## PROBLEM TO WORK ON
From the line containing "of the snow-covered" to the end of the listing, write out every line exactly; leave out everything else.

## SUPPLIED INFORMATION
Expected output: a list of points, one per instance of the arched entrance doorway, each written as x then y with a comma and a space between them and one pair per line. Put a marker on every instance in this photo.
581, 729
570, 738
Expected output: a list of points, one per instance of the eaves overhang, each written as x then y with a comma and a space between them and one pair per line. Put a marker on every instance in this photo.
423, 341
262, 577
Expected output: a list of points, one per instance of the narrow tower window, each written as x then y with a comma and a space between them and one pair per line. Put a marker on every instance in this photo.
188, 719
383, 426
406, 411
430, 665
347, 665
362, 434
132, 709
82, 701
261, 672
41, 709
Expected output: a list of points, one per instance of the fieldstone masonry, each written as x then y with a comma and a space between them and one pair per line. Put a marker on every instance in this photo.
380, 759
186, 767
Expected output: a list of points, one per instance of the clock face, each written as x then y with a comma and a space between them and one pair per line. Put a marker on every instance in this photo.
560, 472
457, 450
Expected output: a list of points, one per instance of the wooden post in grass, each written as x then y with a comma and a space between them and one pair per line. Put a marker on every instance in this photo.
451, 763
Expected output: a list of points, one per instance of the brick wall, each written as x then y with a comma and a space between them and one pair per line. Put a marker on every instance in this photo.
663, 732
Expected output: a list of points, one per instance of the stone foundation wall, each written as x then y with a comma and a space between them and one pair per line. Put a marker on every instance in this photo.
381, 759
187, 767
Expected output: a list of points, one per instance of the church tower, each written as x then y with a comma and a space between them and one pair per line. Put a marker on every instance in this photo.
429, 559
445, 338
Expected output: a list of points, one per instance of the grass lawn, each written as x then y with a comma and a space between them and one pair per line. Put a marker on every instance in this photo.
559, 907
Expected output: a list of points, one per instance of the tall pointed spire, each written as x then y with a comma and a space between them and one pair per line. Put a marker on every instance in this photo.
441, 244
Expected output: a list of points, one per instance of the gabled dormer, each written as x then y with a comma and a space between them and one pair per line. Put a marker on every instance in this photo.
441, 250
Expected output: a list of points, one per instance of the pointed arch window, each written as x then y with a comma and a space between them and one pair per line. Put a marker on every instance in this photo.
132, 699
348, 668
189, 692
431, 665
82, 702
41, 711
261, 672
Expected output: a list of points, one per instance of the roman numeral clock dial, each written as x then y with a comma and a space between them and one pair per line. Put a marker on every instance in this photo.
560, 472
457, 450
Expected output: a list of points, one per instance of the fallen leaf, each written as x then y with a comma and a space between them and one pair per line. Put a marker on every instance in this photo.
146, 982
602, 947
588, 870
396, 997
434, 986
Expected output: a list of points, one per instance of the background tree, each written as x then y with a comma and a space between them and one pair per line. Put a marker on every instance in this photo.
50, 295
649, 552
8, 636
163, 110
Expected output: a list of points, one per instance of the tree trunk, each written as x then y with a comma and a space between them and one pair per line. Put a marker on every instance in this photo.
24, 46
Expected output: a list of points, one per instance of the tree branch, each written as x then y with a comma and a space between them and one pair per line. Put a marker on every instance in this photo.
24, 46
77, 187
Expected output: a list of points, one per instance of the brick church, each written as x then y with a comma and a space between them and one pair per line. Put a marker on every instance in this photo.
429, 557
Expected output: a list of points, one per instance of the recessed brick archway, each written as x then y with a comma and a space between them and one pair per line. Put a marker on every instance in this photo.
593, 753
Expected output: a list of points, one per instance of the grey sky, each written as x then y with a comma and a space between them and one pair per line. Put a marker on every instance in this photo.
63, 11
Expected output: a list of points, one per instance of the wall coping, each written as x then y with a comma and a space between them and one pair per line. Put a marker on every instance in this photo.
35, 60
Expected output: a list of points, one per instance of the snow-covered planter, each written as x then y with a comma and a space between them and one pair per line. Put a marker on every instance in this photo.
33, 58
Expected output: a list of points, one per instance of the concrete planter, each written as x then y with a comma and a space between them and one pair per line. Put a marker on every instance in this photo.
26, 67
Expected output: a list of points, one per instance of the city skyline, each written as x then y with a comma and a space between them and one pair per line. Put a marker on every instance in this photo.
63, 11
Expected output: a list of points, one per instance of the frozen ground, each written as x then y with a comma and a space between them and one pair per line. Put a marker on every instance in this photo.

## EXPECTED OUTPUT
Expected output: a list of points, one per instance of the snow-covered planter, each written as x then y with a comma and a space between them and one pair per line. Put a marker on every instance in this photo.
33, 58
Expected output: a list of points, one per instance of the concrete planter, each written as x then y with a comma and a space between them and one pair per line. Put a marker on every instance in this photo.
26, 67
Expected output: a list of points, one per instance of the city skyline, each written as x then y with a comma and a space between them and one pair per line. Put a marker on every instance in this photo.
63, 11
Expected output: a list of points, one per instance of the frozen ground, each written as x then y with a comma and a space between them and one pair per line. Put a marker on every instance in this photo.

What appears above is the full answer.